• **你的任务**: 把下面的全部数据转成一个 Markdown 表格，分“行号”和“内容”两列，每一行占一格，空行跳过。图片不要放进答案里。

• **提供的数据**:
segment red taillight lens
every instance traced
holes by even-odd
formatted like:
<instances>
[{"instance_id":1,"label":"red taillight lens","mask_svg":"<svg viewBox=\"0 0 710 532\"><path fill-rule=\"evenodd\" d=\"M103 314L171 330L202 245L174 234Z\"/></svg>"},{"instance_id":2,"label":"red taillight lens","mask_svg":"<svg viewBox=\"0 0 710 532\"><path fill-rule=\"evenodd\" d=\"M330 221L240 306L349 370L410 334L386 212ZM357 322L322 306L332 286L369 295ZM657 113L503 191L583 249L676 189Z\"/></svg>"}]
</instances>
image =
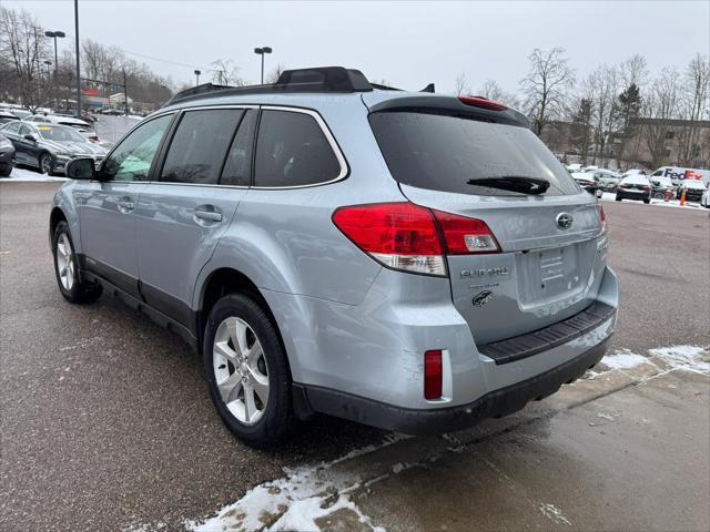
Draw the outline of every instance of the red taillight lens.
<instances>
[{"instance_id":1,"label":"red taillight lens","mask_svg":"<svg viewBox=\"0 0 710 532\"><path fill-rule=\"evenodd\" d=\"M438 231L429 209L412 203L338 208L333 223L362 250L386 266L445 275Z\"/></svg>"},{"instance_id":2,"label":"red taillight lens","mask_svg":"<svg viewBox=\"0 0 710 532\"><path fill-rule=\"evenodd\" d=\"M455 214L434 211L446 243L448 255L468 255L470 253L498 253L500 248L496 237L485 222Z\"/></svg>"},{"instance_id":3,"label":"red taillight lens","mask_svg":"<svg viewBox=\"0 0 710 532\"><path fill-rule=\"evenodd\" d=\"M506 111L506 108L503 103L491 102L490 100L486 100L485 98L477 96L458 96L459 102L465 105L471 105L474 108L487 109L489 111Z\"/></svg>"},{"instance_id":4,"label":"red taillight lens","mask_svg":"<svg viewBox=\"0 0 710 532\"><path fill-rule=\"evenodd\" d=\"M500 250L484 222L412 203L341 207L333 214L333 223L385 266L419 274L445 276L445 254Z\"/></svg>"},{"instance_id":5,"label":"red taillight lens","mask_svg":"<svg viewBox=\"0 0 710 532\"><path fill-rule=\"evenodd\" d=\"M424 398L428 400L440 399L443 381L442 351L426 351L424 354Z\"/></svg>"}]
</instances>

• **练习答案**:
| 行号 | 内容 |
|---|---|
| 1 | segment red taillight lens |
| 2 | every instance traced |
| 3 | holes by even-odd |
| 4 | formatted like: |
| 5 | <instances> |
| 6 | [{"instance_id":1,"label":"red taillight lens","mask_svg":"<svg viewBox=\"0 0 710 532\"><path fill-rule=\"evenodd\" d=\"M103 314L171 330L202 245L174 234Z\"/></svg>"},{"instance_id":2,"label":"red taillight lens","mask_svg":"<svg viewBox=\"0 0 710 532\"><path fill-rule=\"evenodd\" d=\"M330 221L240 306L349 370L410 334L386 212ZM357 322L322 306L332 286L369 295ZM657 113L503 191L583 249L676 189Z\"/></svg>"}] |
| 7 | </instances> |
| 8 | image = |
| 9 | Draw the outline of every instance of the red taillight lens. |
| 10 | <instances> |
| 11 | [{"instance_id":1,"label":"red taillight lens","mask_svg":"<svg viewBox=\"0 0 710 532\"><path fill-rule=\"evenodd\" d=\"M438 231L429 209L412 203L338 208L333 223L362 250L386 266L445 275Z\"/></svg>"},{"instance_id":2,"label":"red taillight lens","mask_svg":"<svg viewBox=\"0 0 710 532\"><path fill-rule=\"evenodd\" d=\"M455 214L434 211L446 243L448 255L468 255L470 253L498 253L500 248L496 237L485 222Z\"/></svg>"},{"instance_id":3,"label":"red taillight lens","mask_svg":"<svg viewBox=\"0 0 710 532\"><path fill-rule=\"evenodd\" d=\"M506 111L506 108L503 103L491 102L490 100L486 100L485 98L477 96L458 96L459 102L465 105L471 105L474 108L487 109L489 111Z\"/></svg>"},{"instance_id":4,"label":"red taillight lens","mask_svg":"<svg viewBox=\"0 0 710 532\"><path fill-rule=\"evenodd\" d=\"M500 250L484 222L412 203L341 207L333 214L333 223L385 266L419 274L445 276L445 254Z\"/></svg>"},{"instance_id":5,"label":"red taillight lens","mask_svg":"<svg viewBox=\"0 0 710 532\"><path fill-rule=\"evenodd\" d=\"M424 398L428 400L440 399L443 381L442 351L426 351L424 354Z\"/></svg>"}] |
| 12 | </instances> |